● **Work to be completed**
The records below should be written out again, exactly.

--- start Records for the exercise ---

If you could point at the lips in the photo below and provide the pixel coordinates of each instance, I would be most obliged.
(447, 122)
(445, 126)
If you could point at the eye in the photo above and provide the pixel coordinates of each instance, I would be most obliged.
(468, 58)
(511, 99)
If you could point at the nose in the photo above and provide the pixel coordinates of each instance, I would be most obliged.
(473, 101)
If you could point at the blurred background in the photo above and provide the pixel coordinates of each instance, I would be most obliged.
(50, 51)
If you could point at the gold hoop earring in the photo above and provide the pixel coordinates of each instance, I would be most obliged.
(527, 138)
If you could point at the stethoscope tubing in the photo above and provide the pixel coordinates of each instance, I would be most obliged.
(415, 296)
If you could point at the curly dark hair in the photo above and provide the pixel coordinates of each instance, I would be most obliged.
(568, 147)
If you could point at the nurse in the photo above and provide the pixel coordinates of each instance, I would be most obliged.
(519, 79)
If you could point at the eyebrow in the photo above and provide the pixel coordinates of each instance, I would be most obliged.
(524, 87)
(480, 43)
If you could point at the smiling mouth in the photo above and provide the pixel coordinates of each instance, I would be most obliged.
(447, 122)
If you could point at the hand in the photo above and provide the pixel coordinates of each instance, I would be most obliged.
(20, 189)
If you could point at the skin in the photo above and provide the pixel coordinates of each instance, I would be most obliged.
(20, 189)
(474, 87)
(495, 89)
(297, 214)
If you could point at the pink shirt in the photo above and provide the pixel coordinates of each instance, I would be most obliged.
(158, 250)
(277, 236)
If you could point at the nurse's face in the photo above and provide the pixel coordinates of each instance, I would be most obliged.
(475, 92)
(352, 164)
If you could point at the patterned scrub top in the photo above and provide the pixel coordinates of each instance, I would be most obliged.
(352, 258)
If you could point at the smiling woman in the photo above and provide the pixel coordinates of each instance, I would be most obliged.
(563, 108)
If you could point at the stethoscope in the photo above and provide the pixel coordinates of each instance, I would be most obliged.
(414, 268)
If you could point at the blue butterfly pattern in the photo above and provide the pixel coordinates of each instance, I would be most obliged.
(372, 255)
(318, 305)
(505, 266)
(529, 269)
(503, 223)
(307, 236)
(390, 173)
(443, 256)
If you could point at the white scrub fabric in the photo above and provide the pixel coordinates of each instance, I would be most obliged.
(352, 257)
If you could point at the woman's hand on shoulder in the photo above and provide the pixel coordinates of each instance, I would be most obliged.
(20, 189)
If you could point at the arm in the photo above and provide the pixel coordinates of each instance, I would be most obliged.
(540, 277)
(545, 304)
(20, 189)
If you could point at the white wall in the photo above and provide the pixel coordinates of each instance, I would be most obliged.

--- end Records for the exercise ---

● **Written solution**
If you could point at the lips in the photo below and provide the pixel coordinates of each instance, I would be most obliged.
(447, 122)
(445, 126)
If you could point at the eye in the photo above and provide the pixel coordinates of each instance, I would be most obliged.
(468, 58)
(511, 99)
If you could point at the nose in the photo above and provide the pixel coordinates of each instance, I would be most obliged.
(473, 101)
If you could point at the blurred background in the photo above and provide the pixel coordinates of each instance, I would be most obliged.
(50, 51)
If you could point at the gold hoop earring in the photo above and provide the pixel coordinates of each instance, I would be most obliged.
(527, 138)
If you could point at the stethoscope tubing in the photo above and provide the pixel coordinates of each instance, I would be most obliged.
(415, 296)
If you could point at the curly dark hair in the photo above and provide the pixel coordinates of each instance, I would be most obliged.
(568, 147)
If you could point at the nurse in the photo above and provide the pixel coordinates of each instance, I would be most obliged.
(519, 79)
If you could point at the eyebrow in the photo above and provide the pixel coordinates of each instance, I would be most obliged.
(524, 87)
(480, 43)
If you could point at the smiling mouth in the photo above and provide the pixel coordinates of each instance, I would be most obliged.
(447, 122)
If you could point at the hand in the photo above and provide the pixel coordinates of each instance, I would be most obliged.
(20, 189)
If you could point at the skin in the photo above and provide the pixel coordinates of each instance, I would be most obliged.
(20, 189)
(474, 87)
(495, 89)
(297, 214)
If you could point at the pink shirt in the photo above and provide the pixel coordinates of each instance, I would be most obliged.
(158, 250)
(277, 236)
If you could point at the nurse's face in the photo above and provide the pixel coordinates of each instance, I would be most obliged.
(475, 92)
(352, 164)
If you could point at the patterned scrub top in the photo above and provide the pixel coordinates of each instance, I would be most obliged.
(352, 258)
If you could point at the smiling woman in the photo above and provide the pixel coordinates of each instance, I would be most obliged.
(563, 108)
If you could point at the stethoscope in the photo above and provide the pixel coordinates of each instance, I would be most obliged.
(414, 268)
If you could point at the blue butterfly pattern in the photo above and provide the pixel coordinates of each instance, I would be most obliged.
(372, 255)
(318, 305)
(505, 266)
(529, 269)
(503, 223)
(307, 236)
(390, 173)
(443, 256)
If you could point at the white scrub fabric in the photo above and provide the pixel coordinates of each instance, I would be most obliged.
(352, 257)
If you could point at the woman's hand on shoulder in the photo above and provide the pixel coordinates of each instance, I would be most obliged.
(20, 189)
If you could point at the arm in the photo above and provide the pixel coordinates of each instance, I would be most obliged.
(540, 277)
(545, 304)
(20, 189)
If you could point at the white wall in the photo above and provide the pixel coordinates of each instance, I would be most obliged.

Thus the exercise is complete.